(DIRECTIVES):
(a) In the essay on value, how long did the history professor ramble about life on the first day of school?
(b) Write out the passage of the essay on value between "I valued the educational" and "I was cracking.", inclusive.

(SELECTED EXCERPT):
On the first day of school, my AP European History professor, standing before us in his Star Wars collectible-filled classroom and running a hand over his spiked, frosted hair, told us to cut everything that did not have value. He called this a key to success before rambling about life for forty-five minutes in a ceaseless drone.

As the school year progressed and the pressure built, value took on a lot of different meanings for me. What is valuable on the page, what do I value in my heart, what will be valuable when kingdom comes: all of these were questions I had because I wanted to do as he said but I didn’t even know where to start. It felt kind of like I was shoved onto a moving swing and had to keep going higher and higher but my legs were made of lead. It was hard to start.

I valued the educational journey, all these responsibilities, but it was a lot. I was sort of drowning. There was the pressure of his class, there was the pressure of AP Chemistry (I had never taken any intro course except for a brief introductory class over the summer that didn’t really help to give me background knowledge), there was the pressure of seven extracurricular activities, and there was pressure to follow the college track–overall, enough pressure to form either a diamond or a crack.

I was cracking.

(RECORD EXTRACTS):

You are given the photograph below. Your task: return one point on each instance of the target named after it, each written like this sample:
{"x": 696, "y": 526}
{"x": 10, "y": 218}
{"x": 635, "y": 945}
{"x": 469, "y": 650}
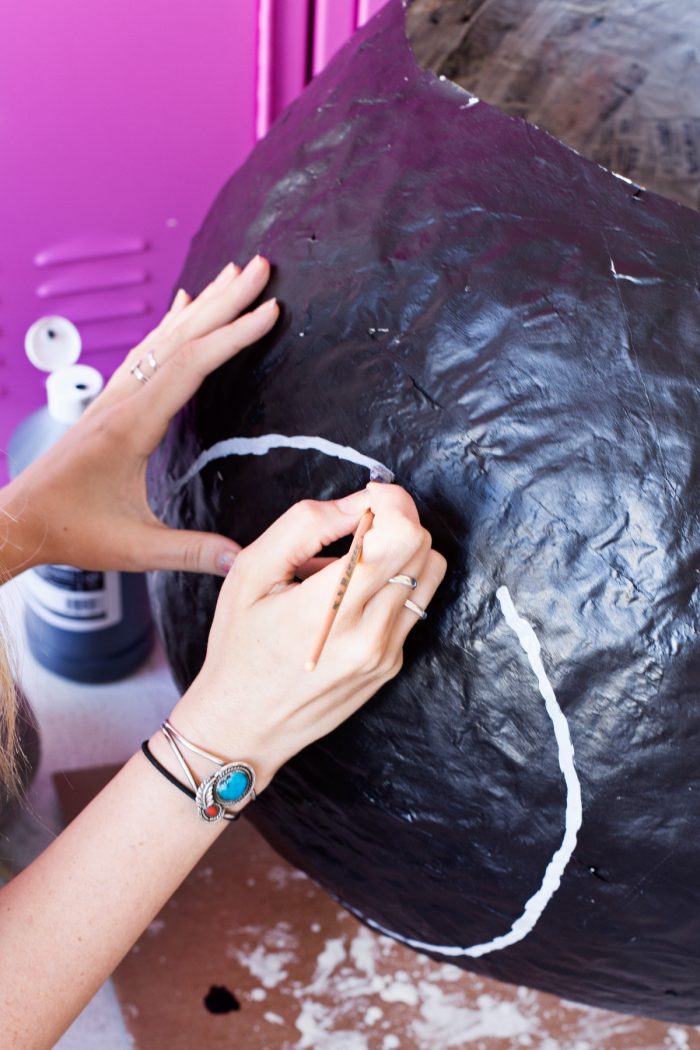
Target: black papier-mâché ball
{"x": 513, "y": 332}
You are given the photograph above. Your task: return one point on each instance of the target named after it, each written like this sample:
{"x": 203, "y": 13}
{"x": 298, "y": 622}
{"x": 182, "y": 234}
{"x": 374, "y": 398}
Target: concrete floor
{"x": 80, "y": 726}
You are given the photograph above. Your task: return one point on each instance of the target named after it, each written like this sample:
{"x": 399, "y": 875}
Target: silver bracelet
{"x": 230, "y": 784}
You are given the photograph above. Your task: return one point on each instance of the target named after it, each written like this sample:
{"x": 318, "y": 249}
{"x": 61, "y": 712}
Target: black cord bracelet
{"x": 166, "y": 773}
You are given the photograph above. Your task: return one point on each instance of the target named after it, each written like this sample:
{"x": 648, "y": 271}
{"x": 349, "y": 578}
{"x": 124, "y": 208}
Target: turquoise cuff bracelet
{"x": 231, "y": 784}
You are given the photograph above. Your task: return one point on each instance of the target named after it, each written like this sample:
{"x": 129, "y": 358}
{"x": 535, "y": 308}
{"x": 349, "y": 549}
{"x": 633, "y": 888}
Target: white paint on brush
{"x": 628, "y": 276}
{"x": 573, "y": 815}
{"x": 263, "y": 444}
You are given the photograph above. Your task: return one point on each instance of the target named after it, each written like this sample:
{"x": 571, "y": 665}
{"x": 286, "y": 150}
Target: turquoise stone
{"x": 233, "y": 786}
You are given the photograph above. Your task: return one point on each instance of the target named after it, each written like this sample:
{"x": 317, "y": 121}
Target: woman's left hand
{"x": 84, "y": 502}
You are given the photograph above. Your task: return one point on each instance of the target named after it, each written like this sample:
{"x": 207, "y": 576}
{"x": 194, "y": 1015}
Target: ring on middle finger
{"x": 405, "y": 581}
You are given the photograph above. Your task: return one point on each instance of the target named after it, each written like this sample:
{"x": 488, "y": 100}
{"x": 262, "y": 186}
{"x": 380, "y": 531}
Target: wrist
{"x": 193, "y": 721}
{"x": 23, "y": 528}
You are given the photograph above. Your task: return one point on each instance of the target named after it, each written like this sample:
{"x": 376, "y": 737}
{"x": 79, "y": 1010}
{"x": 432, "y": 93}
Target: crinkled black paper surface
{"x": 514, "y": 332}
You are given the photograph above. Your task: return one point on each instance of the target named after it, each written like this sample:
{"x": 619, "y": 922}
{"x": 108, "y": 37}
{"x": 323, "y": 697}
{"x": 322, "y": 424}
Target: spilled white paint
{"x": 573, "y": 814}
{"x": 263, "y": 444}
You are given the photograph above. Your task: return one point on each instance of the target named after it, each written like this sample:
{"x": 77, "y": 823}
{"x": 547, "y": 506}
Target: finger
{"x": 185, "y": 551}
{"x": 181, "y": 300}
{"x": 313, "y": 566}
{"x": 428, "y": 582}
{"x": 396, "y": 536}
{"x": 172, "y": 385}
{"x": 295, "y": 538}
{"x": 384, "y": 607}
{"x": 230, "y": 294}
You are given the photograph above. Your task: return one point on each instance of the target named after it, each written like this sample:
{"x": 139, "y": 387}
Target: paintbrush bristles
{"x": 353, "y": 558}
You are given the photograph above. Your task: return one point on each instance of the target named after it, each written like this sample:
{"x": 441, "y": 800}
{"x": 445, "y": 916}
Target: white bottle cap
{"x": 52, "y": 342}
{"x": 70, "y": 391}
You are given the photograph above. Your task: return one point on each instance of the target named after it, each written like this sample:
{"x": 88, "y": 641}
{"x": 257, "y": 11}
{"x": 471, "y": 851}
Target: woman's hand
{"x": 253, "y": 698}
{"x": 84, "y": 502}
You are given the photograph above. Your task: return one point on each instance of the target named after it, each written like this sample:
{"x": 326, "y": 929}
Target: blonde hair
{"x": 9, "y": 752}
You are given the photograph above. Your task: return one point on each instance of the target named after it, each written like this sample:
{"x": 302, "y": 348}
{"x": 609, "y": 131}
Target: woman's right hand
{"x": 254, "y": 699}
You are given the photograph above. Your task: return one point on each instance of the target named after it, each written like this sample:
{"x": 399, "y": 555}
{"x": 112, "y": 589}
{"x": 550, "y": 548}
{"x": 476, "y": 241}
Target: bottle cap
{"x": 70, "y": 391}
{"x": 52, "y": 342}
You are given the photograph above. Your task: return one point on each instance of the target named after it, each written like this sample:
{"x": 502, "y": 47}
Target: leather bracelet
{"x": 166, "y": 773}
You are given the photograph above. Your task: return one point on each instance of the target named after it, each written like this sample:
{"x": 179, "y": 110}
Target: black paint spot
{"x": 219, "y": 1000}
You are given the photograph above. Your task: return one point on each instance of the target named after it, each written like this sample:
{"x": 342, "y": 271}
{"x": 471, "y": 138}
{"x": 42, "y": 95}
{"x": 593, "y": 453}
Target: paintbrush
{"x": 353, "y": 558}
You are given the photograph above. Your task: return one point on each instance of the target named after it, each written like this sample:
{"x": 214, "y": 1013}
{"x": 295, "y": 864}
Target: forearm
{"x": 68, "y": 919}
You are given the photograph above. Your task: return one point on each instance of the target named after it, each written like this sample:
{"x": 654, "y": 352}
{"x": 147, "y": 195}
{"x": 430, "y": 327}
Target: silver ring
{"x": 138, "y": 374}
{"x": 405, "y": 581}
{"x": 421, "y": 613}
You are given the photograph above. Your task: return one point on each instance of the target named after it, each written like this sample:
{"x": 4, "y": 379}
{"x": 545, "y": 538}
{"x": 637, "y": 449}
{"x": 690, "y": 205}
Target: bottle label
{"x": 73, "y": 600}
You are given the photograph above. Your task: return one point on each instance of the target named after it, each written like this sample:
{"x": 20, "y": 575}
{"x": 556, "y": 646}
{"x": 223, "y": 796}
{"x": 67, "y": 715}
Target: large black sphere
{"x": 513, "y": 331}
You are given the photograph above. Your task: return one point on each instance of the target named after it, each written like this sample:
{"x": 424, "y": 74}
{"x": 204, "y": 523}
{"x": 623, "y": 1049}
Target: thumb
{"x": 294, "y": 539}
{"x": 186, "y": 551}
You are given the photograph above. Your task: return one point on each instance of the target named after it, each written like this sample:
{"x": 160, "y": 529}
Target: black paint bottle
{"x": 86, "y": 626}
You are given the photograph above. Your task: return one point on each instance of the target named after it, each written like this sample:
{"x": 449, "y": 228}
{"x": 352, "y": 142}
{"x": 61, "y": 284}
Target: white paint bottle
{"x": 86, "y": 626}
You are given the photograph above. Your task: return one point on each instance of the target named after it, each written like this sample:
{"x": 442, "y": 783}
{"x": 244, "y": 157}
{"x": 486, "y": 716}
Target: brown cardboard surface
{"x": 297, "y": 972}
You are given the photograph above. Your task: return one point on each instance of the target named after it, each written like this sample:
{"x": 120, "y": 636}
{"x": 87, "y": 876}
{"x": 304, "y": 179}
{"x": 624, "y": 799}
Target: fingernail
{"x": 354, "y": 504}
{"x": 226, "y": 274}
{"x": 225, "y": 561}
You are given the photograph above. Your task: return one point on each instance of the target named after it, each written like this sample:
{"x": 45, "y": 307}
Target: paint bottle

(WORKED SOLUTIONS):
(a) Forty-five minutes.

(b)
I valued the educational journey, all these responsibilities, but it was a lot. I was sort of drowning. There was the pressure of his class, there was the pressure of AP Chemistry (I had never taken any intro course except for a brief introductory class over the summer that didn’t really help to give me background knowledge), there was the pressure of seven extracurricular activities, and there was pressure to follow the college track–overall, enough pressure to form either a diamond or a crack.

I was cracking.